# Written request 1
In the entries below, return the stretch from the beginning of the entries through the line containing "Please outline every instance of the pool water." as a JSON list of strings, one string per line, leaving out blank lines and the pictures.

# Page
- - -

For the analysis of the eye-tracking data, interest areas were calculated in an 80×80 pixel square around the center of each image and only fixations falling within these regions were considered. Within each trial, we calculated the total number of fixations made to each object, beginning at the onset of the search display and terminating with the participant’s mouse-click response, and computed empirical logit transformations (Barr, 2008; Jaeger, 2008). These values were subjected to mixed effects ANOVAs and ANCOVAS (to control for group differences in age). The critical comparison was the number of looks made to the target object versus the number of looks made to the distractor item located diagonally to the target (because competitors in the Distractor Consistent condition were always located in the diagonal position, the diagonal filler was selected to ensure that analyses were conducted identically across conditions).

Results

Visual Search Performance

All participants were able to proficiently complete the visual search task, with performance accuracy at ceiling levels (M=99.10%, SD=2.46%). To determine whether monolinguals and bilinguals differed on the speed with which they located the target object, we conducted a 2×4 mixed ANOVA with language group (monolingual, bilingual; between-subjects) and sound condition (target consistent, distractor consistent, unrelated, no sound; within-subject) as independent variables and mouse-click response time as the dependent variable. A significant main effect of language group (F(1,144)=25.83, p<0.05) revealed that bilinguals located the target more quickly than did monolinguals (Figure 2). No main effect of sound condition or interaction between language group and sound condition emerged (all p’s>0.05). Because age differed between groups (see Table 1) and may impact response times (e.g., Der & Deary, 2006; Fozard, Vercruyssen, Reynolds, Hancock, & Quilter, 1994), we conducted a follow-up analysis with age as a covariate in our model. Results remained consistent, with a significant main effect of language group (F(1,143)=8.28, p<0.05), but no main effect of sound condition or interaction between language group and sound condition (all p’s>0.05).

- - -

# Entries
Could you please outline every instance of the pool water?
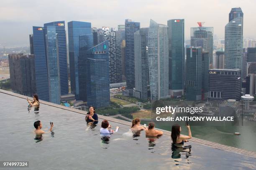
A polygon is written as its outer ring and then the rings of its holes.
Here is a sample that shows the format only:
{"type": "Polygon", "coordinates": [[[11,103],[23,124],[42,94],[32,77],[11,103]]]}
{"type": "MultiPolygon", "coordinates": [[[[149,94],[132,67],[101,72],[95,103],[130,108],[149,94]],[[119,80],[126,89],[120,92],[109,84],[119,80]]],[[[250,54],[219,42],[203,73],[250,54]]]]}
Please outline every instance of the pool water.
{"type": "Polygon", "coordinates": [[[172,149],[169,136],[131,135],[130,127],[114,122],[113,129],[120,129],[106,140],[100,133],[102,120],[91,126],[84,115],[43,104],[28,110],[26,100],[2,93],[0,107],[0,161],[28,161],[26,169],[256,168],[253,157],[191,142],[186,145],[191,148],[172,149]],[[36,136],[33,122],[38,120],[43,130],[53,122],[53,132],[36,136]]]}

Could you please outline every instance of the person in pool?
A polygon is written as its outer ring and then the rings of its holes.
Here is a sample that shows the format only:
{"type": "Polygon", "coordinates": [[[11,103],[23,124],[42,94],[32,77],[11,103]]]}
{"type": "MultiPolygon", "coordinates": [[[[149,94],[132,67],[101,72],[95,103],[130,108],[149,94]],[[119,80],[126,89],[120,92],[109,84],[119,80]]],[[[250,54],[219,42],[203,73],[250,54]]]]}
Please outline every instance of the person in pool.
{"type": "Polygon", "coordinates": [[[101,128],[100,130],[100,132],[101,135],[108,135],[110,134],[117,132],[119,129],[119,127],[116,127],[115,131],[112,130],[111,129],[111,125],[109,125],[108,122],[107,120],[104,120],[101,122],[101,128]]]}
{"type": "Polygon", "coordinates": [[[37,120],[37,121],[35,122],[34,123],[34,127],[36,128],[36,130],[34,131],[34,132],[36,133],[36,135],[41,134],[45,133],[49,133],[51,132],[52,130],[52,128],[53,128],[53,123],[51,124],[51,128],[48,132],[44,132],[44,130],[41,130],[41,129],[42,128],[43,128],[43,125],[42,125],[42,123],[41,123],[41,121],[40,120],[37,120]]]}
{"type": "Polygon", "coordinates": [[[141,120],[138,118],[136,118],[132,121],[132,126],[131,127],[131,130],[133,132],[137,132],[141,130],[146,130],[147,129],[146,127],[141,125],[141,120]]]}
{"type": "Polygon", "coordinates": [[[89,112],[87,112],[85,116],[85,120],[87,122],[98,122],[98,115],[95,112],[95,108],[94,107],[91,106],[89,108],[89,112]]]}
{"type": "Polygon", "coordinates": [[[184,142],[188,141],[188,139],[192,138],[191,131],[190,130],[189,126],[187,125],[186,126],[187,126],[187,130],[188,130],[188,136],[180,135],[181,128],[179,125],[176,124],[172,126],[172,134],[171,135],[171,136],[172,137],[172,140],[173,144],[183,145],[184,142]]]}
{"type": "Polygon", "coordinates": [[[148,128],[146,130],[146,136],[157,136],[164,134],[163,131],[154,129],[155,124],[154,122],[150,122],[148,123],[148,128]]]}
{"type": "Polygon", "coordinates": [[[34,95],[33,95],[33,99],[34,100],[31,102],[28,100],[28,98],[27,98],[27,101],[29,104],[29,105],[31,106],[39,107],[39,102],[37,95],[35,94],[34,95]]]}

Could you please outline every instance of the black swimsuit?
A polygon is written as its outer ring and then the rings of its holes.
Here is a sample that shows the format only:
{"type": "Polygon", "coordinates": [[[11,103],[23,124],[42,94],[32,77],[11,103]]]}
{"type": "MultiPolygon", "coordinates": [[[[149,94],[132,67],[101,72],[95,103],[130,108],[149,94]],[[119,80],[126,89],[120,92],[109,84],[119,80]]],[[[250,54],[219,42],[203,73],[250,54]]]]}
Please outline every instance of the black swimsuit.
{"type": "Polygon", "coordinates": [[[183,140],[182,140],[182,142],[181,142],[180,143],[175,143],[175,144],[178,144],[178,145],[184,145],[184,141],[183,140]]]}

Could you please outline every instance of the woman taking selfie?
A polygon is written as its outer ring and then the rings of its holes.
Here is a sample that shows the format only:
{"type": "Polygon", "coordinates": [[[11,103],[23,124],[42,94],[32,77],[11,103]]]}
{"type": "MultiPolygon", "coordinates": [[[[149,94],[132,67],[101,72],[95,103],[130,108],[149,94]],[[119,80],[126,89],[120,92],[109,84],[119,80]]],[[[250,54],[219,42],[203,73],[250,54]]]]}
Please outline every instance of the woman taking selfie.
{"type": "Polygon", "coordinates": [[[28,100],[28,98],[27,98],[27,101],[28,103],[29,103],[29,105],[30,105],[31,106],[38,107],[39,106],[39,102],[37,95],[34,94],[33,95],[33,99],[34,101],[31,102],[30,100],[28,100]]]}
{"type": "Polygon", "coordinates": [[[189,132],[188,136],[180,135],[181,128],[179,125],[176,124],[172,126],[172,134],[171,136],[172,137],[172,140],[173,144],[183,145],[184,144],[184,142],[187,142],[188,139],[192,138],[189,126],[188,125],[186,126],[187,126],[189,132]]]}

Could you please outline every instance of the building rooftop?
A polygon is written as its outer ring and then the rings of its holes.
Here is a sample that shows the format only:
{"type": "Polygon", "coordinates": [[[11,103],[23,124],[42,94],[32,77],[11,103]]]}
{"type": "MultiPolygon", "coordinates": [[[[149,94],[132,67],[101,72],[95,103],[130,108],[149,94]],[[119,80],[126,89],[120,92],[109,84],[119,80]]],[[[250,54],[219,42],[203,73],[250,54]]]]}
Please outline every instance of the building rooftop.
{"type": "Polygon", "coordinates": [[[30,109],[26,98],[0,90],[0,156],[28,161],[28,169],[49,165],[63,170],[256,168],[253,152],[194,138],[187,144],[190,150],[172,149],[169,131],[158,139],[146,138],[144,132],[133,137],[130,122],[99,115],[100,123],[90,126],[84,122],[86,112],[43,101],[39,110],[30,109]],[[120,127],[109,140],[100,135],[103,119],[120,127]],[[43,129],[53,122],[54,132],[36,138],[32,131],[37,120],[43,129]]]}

- - -

# Written request 2
Write what comes next in the text above on monolingual and bilingual visual search performance, starting after its last sentence.

# Exercise response 1
[
  "Could you please outline every instance of the pool water?",
  "A polygon is written as its outer ring and then the rings of its holes.",
  "Here is a sample that shows the format only:",
  "{\"type\": \"Polygon\", \"coordinates\": [[[11,103],[23,124],[42,94],[32,77],[11,103]]]}",
  "{\"type\": \"MultiPolygon\", \"coordinates\": [[[[149,94],[132,67],[101,72],[95,103],[130,108],[149,94]],[[119,80],[126,89],[120,92],[109,84],[119,80]]],[[[250,54],[219,42],[203,73],[250,54]]]]}",
  "Please outline every instance of the pool water."
]

# Exercise response 2
Figure 2.

Figure 2

The average click reaction time to the target for monolinguals and bilinguals. Error bars represent the standard error of the mean, and asterisks represent statistical significance at p<0.05.

Fixations to Visual Objects

To determine whether group differences in response times were due to differences in how the groups directed their attention during the visual search, we compared the number of fixations (logit-transformed) made to targets and diagonally-situated distractors with a 2×2×4 (item type, language group, sound condition) mixed ANOVA. Results revealed main effects of language group (F(1,288)=14.88, p<0.05) and item type (F(1,288)=49.98, p<0.05), and a language group by item type interaction (F(1,288)=49.13, p<0.05). No main effect or interaction with sound condition was present (all p’s>0.05). These results remained significant when controlling for age within the ANCOVA model (main effect of language group: F(1,287)=11.78, p<0.05; main effect of item type: F(1,287)=49.82, p<0.05; language group x item type interaction: F(1,287)=48.97, p<0.05). Follow-ups to the significant interaction revealed that bilinguals (F(1,166)=76.05, p<0.05), but not monolinguals (F(1,134)=0.42, n.s.), made more fixations to the target item than to the non-target distractor (Figure 3). Furthermore, follow-up analyses directly comparing bilinguals to monolinguals revealed that bilinguals made more fixations to the target item (F(1,144)=45.18, p<0.05; including age covariate: F(1,143)=40.89, p<0.05) and fewer fixations to the distractor item (F(1,144)=7.16, p<0.05; including age covariate: F(1,143)=8.81, p<0.05) relative to monolinguals. Because a 2×4 (language group, sound condition) mixed ANOVA confirmed that monolinguals and bilinguals did not differ in the total overall number of looks made within each trial (main effect of group: F(1,143)=2.87, n.s), the higher proportion of target looks observed in bilinguals cannot be attributed to an overall greater number of eye fixations.

Figure 3.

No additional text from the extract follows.